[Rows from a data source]
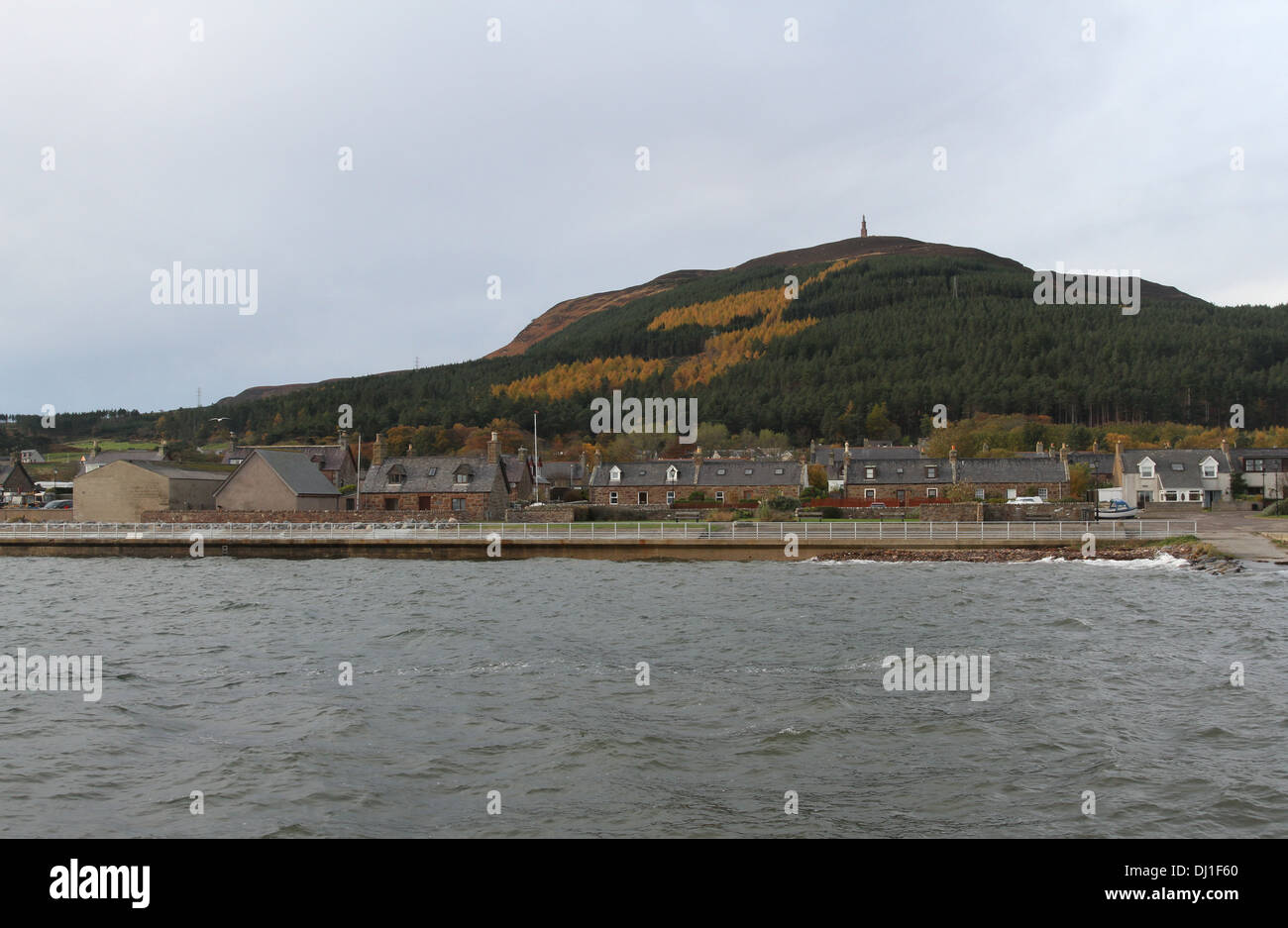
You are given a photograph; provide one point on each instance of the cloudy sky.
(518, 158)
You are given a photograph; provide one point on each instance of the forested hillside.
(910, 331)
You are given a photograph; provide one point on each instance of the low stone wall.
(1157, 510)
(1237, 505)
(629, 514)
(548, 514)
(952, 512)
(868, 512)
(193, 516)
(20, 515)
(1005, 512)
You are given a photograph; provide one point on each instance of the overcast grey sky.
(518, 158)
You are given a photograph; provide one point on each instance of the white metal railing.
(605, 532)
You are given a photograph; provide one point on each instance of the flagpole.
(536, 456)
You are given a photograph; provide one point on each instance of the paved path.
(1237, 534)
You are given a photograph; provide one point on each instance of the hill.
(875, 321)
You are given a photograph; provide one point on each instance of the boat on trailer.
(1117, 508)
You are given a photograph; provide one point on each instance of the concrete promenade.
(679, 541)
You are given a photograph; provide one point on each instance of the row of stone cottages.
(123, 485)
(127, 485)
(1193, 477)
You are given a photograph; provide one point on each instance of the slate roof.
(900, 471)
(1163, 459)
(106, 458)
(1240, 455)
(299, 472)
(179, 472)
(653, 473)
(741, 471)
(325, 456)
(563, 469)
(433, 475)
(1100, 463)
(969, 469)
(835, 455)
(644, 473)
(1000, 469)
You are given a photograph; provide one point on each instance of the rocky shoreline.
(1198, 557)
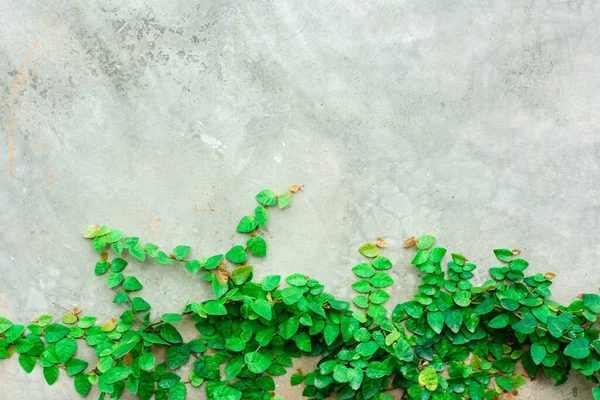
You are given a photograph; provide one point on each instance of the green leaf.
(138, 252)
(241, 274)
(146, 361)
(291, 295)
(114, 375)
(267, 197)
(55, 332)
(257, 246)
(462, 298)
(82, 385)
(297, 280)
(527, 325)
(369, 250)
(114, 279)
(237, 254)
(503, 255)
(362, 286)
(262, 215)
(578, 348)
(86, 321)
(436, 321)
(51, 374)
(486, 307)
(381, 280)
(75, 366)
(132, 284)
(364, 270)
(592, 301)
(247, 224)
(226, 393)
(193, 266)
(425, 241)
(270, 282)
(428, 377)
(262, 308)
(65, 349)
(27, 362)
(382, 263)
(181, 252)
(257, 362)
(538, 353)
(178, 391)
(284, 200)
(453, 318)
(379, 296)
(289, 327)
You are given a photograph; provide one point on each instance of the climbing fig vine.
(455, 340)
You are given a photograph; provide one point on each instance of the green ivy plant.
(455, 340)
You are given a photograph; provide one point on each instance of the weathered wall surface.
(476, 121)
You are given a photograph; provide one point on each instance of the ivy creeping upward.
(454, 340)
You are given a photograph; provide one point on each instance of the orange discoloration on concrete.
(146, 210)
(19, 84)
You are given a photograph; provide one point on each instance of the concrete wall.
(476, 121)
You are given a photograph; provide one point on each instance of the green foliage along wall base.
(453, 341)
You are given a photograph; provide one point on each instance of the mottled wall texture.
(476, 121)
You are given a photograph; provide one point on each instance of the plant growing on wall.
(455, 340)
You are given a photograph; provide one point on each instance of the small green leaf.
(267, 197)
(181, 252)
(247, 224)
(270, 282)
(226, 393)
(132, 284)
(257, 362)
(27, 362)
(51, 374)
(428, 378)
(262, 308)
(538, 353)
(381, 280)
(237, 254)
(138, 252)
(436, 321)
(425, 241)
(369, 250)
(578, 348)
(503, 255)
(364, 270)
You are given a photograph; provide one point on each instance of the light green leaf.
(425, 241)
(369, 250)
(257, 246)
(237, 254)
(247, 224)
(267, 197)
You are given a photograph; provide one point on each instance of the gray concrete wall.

*WHAT IS ASKED:* Please arrange all the rows above as a JSON list of strings, one string per line, with blank lines left out. Omit the pictures from your answer.

*ANSWER TO THE TASK:*
[
  "You are given a photograph; provide one point on each instance of the cloudy sky.",
  "(518, 158)",
  "You are given a photograph; provide one point on each instance of the forested hillside.",
  "(910, 331)",
  "You are given a photograph; provide one point on each instance of the low stone wall.",
  "(1157, 510)",
  "(1237, 505)",
  "(629, 514)",
  "(548, 514)",
  "(952, 512)",
  "(868, 512)",
  "(193, 516)",
  "(20, 515)",
  "(1005, 512)",
  "You are given a photograph; provide one point on each instance of the overcast grey sky.",
  "(518, 158)",
  "You are given a photograph; provide one point on each instance of the white metal railing.",
  "(605, 532)",
  "You are given a photograph; provide one point on each instance of the flagpole.",
  "(536, 456)",
  "You are given a photograph; provide one point on each instance of the paved path.",
  "(1237, 534)",
  "You are given a photograph; provide one point on each instance of the hill.",
  "(875, 321)",
  "You are given a photograph; provide one point on each instance of the boat on trailer.",
  "(1117, 508)",
  "You are given a photograph; provide one point on each instance of the concrete promenade.",
  "(679, 541)",
  "You are given a photograph; provide one point on each instance of the row of stone cottages.",
  "(123, 485)",
  "(127, 485)",
  "(1193, 477)",
  "You are given a photograph; provide one point on each instance of the slate roof.",
  "(900, 471)",
  "(1163, 459)",
  "(106, 458)",
  "(1240, 455)",
  "(299, 472)",
  "(179, 472)",
  "(653, 473)",
  "(741, 471)",
  "(325, 456)",
  "(563, 469)",
  "(433, 475)",
  "(1100, 463)",
  "(969, 469)",
  "(835, 455)",
  "(644, 473)",
  "(1000, 469)",
  "You are given a photograph; provide one point on each instance of the rocky shoreline.",
  "(1198, 557)",
  "You are given a photograph; provide one point on each instance of the green leaf.",
  "(138, 252)",
  "(241, 274)",
  "(146, 361)",
  "(291, 295)",
  "(114, 375)",
  "(267, 197)",
  "(55, 332)",
  "(257, 246)",
  "(462, 298)",
  "(82, 385)",
  "(297, 280)",
  "(527, 325)",
  "(369, 250)",
  "(114, 279)",
  "(237, 254)",
  "(503, 255)",
  "(362, 286)",
  "(262, 215)",
  "(578, 348)",
  "(86, 321)",
  "(436, 321)",
  "(51, 374)",
  "(486, 307)",
  "(381, 280)",
  "(75, 366)",
  "(132, 284)",
  "(364, 270)",
  "(592, 301)",
  "(247, 224)",
  "(226, 393)",
  "(193, 266)",
  "(425, 241)",
  "(270, 282)",
  "(428, 377)",
  "(262, 308)",
  "(65, 349)",
  "(27, 362)",
  "(382, 263)",
  "(181, 252)",
  "(257, 362)",
  "(538, 353)",
  "(178, 391)",
  "(284, 200)",
  "(453, 318)",
  "(379, 296)",
  "(289, 327)",
  "You are given a photograph; provide one point on each instance of the climbing fig vine.",
  "(455, 340)",
  "You are given a photograph; provide one point on each instance of the green ivy plant.",
  "(455, 340)",
  "You are given a photograph; provide one point on each instance of the weathered wall surface.",
  "(476, 121)",
  "You are given a photograph; provide one point on each instance of the ivy creeping upward.",
  "(454, 340)",
  "You are given a photograph; provide one point on each instance of the orange discoloration on concrete.",
  "(146, 210)",
  "(19, 84)",
  "You are given a photograph; provide one point on each instance of the concrete wall.",
  "(476, 121)",
  "You are given a photograph; provide one point on each instance of the green foliage along wall base.",
  "(453, 341)",
  "You are given a photograph; provide one point on each instance of the mottled wall texture.",
  "(476, 121)",
  "You are given a photograph; provide one point on each instance of the plant growing on wall.",
  "(455, 340)",
  "You are given a photograph; provide one point on each instance of the small green leaf.",
  "(267, 197)",
  "(181, 252)",
  "(247, 224)",
  "(270, 282)",
  "(226, 393)",
  "(132, 284)",
  "(257, 362)",
  "(27, 362)",
  "(51, 374)",
  "(428, 378)",
  "(262, 308)",
  "(538, 353)",
  "(381, 280)",
  "(237, 254)",
  "(138, 252)",
  "(436, 321)",
  "(425, 241)",
  "(369, 250)",
  "(578, 348)",
  "(503, 255)",
  "(364, 270)",
  "You are given a photograph; provide one point on each instance of the light green leaf.",
  "(425, 241)",
  "(369, 250)",
  "(257, 246)",
  "(237, 254)",
  "(247, 224)",
  "(267, 197)",
  "You are given a photograph; provide one point on each instance of the gray concrete wall."
]